Coordinate annotation entries
=======
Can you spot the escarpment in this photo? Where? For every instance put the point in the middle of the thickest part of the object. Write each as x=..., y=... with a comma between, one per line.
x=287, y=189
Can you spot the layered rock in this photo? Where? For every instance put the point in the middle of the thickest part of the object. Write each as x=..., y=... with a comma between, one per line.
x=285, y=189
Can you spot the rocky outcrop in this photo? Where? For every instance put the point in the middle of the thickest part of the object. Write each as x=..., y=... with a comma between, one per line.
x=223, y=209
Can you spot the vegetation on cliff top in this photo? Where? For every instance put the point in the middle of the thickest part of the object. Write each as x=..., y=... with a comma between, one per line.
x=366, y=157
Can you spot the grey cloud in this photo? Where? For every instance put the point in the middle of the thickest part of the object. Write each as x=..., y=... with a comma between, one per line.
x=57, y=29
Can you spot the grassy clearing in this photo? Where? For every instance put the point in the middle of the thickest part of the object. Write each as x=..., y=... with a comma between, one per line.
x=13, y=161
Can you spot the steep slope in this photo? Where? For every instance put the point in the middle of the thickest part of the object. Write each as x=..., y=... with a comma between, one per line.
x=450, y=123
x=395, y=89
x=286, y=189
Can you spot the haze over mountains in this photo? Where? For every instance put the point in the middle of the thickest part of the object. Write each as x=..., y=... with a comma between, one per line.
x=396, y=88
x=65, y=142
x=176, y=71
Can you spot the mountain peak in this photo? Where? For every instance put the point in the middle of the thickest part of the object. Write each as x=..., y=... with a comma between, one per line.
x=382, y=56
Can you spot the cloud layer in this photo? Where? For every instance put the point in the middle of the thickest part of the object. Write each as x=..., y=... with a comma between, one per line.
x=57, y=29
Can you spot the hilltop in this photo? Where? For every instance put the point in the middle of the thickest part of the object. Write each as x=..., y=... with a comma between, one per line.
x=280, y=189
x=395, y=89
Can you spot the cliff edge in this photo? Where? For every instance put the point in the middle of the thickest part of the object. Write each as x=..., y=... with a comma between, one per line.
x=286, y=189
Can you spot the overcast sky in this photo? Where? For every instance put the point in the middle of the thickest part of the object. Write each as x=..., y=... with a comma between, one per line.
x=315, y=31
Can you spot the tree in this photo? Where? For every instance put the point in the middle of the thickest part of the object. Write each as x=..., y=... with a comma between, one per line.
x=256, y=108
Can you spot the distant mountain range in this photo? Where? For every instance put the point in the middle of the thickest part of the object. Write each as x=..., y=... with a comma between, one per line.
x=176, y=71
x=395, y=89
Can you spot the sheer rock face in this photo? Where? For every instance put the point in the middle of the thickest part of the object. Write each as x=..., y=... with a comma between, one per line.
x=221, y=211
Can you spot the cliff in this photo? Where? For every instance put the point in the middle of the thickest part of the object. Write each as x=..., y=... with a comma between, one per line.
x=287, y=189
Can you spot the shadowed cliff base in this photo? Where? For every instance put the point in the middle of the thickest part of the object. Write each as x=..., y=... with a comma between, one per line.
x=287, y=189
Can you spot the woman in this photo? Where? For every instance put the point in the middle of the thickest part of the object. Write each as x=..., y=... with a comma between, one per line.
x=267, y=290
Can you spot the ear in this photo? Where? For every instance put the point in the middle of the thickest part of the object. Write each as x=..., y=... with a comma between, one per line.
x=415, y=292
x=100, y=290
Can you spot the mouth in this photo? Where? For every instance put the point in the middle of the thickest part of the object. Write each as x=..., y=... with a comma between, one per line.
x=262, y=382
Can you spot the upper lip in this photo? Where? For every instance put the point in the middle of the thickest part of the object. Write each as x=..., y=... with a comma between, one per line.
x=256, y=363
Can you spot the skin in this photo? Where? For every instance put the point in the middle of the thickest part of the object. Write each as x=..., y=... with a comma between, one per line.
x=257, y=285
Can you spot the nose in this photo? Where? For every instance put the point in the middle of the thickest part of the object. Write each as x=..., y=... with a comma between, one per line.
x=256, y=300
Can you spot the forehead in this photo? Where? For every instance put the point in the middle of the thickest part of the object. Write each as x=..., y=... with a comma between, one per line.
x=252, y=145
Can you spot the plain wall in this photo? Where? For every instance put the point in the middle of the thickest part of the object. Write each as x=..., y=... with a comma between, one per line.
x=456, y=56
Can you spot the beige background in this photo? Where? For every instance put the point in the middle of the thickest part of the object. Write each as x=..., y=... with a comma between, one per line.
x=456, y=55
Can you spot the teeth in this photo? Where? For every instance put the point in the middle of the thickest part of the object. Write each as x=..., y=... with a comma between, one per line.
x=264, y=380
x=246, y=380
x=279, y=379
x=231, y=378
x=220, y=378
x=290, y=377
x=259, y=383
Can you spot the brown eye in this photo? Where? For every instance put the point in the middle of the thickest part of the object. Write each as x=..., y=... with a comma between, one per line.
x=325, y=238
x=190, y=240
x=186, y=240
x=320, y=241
=======
Problem statement »
Render the lines from the start of the material through the line with "x=223, y=209" as a numbered list, including that line and leaving out blank lines.

Task result »
1. Can you spot the escarpment in this photo? Where? For every instance put the point in the middle of the thickest part of the object. Write each as x=..., y=... with a comma between, one per line.
2. x=287, y=189
3. Can you spot the layered rock in this photo? Where? For every instance put the point in the middle of the thickest part of the object. Write each as x=..., y=... with a comma between, one per line.
4. x=285, y=189
5. Can you spot the rocky outcrop in this photo? Where? For every instance put the point in the middle of the thickest part of the object. Write each as x=..., y=... with a comma between, one per line.
6. x=223, y=209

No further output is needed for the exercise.